Reproduce the data word for word, from the line containing "Security feed analysis request: locate the metal" through the end of the data, including both of those lines.

--- EXCERPTED DATA ---

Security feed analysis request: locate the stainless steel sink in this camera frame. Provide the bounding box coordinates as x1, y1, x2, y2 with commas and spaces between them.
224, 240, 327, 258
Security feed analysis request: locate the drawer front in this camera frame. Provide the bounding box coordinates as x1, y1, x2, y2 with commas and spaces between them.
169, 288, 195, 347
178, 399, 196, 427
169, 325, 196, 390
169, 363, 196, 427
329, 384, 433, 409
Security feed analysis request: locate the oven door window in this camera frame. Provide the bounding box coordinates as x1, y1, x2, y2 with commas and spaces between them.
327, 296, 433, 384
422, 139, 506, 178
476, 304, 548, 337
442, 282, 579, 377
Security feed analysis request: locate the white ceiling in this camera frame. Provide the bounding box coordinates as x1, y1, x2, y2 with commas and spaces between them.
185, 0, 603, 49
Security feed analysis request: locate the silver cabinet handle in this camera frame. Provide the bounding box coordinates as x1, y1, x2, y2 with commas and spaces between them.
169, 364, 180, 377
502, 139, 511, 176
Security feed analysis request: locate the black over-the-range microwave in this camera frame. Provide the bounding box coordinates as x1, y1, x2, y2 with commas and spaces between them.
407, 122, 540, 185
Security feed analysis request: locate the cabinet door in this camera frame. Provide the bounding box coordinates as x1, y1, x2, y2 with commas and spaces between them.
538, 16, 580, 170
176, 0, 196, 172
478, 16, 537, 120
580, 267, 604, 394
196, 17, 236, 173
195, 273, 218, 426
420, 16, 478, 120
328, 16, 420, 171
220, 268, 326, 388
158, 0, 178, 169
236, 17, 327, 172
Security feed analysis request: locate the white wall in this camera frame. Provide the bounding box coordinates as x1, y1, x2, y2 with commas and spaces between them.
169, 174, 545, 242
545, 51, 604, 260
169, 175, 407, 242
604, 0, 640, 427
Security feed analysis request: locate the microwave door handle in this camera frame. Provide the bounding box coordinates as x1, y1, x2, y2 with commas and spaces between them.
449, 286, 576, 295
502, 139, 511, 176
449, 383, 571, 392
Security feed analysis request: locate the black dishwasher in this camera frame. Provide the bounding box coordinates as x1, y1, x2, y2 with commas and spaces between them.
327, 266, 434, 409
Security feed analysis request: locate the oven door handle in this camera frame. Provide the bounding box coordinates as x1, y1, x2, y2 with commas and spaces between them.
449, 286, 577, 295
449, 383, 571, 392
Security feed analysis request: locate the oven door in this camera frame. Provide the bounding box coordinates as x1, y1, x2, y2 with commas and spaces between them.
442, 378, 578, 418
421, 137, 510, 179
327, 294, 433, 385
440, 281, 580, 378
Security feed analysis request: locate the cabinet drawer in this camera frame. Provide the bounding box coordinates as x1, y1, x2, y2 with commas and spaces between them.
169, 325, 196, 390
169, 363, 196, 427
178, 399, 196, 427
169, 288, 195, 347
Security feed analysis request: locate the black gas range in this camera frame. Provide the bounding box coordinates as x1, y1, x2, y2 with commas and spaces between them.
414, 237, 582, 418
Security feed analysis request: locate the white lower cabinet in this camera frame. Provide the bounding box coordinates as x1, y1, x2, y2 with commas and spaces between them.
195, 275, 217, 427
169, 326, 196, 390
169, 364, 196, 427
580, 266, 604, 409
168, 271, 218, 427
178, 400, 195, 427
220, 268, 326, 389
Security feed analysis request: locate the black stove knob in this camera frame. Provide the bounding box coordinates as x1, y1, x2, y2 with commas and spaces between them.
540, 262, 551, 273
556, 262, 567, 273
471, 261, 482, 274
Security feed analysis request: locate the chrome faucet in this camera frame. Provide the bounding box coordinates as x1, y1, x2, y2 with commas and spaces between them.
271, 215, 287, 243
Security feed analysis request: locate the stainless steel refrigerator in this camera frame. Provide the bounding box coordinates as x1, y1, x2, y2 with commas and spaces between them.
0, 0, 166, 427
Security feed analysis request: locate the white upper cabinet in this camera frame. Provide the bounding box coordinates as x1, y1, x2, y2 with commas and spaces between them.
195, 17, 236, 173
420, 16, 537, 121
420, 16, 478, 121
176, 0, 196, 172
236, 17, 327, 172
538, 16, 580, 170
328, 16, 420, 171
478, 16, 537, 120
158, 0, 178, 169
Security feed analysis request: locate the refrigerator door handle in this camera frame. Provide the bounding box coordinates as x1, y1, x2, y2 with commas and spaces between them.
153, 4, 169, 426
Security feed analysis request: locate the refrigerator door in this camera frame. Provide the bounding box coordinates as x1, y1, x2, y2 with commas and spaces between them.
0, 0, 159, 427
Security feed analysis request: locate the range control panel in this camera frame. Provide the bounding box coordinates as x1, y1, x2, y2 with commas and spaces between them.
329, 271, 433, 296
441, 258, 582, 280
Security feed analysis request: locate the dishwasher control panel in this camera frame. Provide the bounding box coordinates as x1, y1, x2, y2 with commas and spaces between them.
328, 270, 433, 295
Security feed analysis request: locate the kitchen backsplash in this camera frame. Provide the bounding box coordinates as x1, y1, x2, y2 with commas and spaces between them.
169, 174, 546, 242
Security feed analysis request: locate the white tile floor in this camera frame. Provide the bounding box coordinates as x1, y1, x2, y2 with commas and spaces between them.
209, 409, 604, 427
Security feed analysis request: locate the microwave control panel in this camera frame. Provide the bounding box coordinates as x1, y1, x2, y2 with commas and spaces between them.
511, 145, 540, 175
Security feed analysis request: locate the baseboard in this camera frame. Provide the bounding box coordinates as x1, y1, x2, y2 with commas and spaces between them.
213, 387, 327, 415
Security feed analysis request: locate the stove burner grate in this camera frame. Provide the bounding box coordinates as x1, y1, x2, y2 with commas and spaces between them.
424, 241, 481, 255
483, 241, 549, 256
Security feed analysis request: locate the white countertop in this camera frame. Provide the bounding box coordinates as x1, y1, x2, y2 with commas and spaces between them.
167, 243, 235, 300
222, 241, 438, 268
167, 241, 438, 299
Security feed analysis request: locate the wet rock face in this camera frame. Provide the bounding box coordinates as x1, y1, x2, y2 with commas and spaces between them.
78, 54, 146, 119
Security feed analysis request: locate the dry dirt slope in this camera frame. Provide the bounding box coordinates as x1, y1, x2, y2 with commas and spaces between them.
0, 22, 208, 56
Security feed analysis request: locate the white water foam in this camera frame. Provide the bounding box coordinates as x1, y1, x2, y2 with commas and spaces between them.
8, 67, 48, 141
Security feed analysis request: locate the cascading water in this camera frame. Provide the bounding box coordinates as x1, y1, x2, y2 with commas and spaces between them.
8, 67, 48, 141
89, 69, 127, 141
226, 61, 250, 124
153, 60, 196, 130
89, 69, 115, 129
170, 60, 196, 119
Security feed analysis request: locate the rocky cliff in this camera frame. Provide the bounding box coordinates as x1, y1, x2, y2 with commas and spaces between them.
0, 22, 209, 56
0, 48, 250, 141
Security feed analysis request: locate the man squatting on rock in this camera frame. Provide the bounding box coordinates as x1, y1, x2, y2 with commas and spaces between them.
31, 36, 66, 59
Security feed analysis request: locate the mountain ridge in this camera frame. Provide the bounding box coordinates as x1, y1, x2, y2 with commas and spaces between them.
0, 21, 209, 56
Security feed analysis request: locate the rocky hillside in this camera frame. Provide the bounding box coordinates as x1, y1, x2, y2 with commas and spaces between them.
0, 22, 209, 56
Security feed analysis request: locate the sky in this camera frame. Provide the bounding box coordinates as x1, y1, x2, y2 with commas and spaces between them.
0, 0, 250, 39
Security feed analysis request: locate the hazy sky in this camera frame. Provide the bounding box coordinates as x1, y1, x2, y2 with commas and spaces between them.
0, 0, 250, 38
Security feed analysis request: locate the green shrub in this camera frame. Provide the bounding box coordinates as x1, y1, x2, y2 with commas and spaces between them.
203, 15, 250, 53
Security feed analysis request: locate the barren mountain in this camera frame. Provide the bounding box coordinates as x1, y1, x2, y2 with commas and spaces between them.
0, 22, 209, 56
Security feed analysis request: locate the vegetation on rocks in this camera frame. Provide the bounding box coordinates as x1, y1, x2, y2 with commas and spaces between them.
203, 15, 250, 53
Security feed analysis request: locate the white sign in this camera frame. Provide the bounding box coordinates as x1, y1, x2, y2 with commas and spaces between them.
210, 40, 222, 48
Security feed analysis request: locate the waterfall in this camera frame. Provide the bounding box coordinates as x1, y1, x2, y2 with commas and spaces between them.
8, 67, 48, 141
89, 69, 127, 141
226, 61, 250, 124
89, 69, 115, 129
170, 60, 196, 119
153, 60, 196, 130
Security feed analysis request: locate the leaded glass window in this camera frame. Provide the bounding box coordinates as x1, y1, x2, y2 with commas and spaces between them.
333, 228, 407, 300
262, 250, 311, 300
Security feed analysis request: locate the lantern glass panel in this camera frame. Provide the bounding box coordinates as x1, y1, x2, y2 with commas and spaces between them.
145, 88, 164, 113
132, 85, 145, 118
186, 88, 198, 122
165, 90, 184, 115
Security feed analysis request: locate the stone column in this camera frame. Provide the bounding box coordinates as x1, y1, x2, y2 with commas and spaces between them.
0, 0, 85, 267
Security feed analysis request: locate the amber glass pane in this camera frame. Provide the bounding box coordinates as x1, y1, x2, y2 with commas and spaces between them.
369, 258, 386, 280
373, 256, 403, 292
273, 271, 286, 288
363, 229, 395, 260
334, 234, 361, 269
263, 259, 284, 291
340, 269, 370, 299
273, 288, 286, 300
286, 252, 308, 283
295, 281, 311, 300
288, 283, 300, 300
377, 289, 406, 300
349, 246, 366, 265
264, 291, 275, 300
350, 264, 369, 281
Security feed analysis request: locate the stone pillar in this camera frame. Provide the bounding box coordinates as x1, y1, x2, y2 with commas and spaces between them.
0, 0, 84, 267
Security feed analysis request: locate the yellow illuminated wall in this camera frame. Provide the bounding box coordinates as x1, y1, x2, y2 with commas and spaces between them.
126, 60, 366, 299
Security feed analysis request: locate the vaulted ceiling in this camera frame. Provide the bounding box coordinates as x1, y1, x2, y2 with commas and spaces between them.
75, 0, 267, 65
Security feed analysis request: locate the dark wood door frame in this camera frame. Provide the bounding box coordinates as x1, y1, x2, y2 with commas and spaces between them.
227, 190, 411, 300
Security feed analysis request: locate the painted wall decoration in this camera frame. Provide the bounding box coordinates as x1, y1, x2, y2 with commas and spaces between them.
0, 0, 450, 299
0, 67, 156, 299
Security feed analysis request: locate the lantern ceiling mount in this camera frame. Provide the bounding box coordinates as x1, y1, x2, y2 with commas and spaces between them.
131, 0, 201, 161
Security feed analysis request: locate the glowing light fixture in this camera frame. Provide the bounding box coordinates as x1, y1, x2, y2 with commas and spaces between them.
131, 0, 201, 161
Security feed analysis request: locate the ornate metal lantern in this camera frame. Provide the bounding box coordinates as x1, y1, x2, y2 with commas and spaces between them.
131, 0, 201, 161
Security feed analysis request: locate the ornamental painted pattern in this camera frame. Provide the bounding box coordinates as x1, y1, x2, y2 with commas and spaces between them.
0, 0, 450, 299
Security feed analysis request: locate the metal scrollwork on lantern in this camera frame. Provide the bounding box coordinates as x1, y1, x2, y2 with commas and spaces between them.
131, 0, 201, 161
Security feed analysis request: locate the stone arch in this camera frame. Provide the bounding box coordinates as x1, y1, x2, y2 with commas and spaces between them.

---

**TASK SOLUTION**
Security feed analysis request: locate the metal scrollwork on lantern in this camera frame. Provide the bounding box coordinates as x1, y1, x2, y2 with commas and spaces between them.
131, 0, 201, 161
Security feed analysis request: locate the stone arch in this camera frame. Provide the bounding box coordinates as x1, y1, x2, y2 with commas and spaces between them.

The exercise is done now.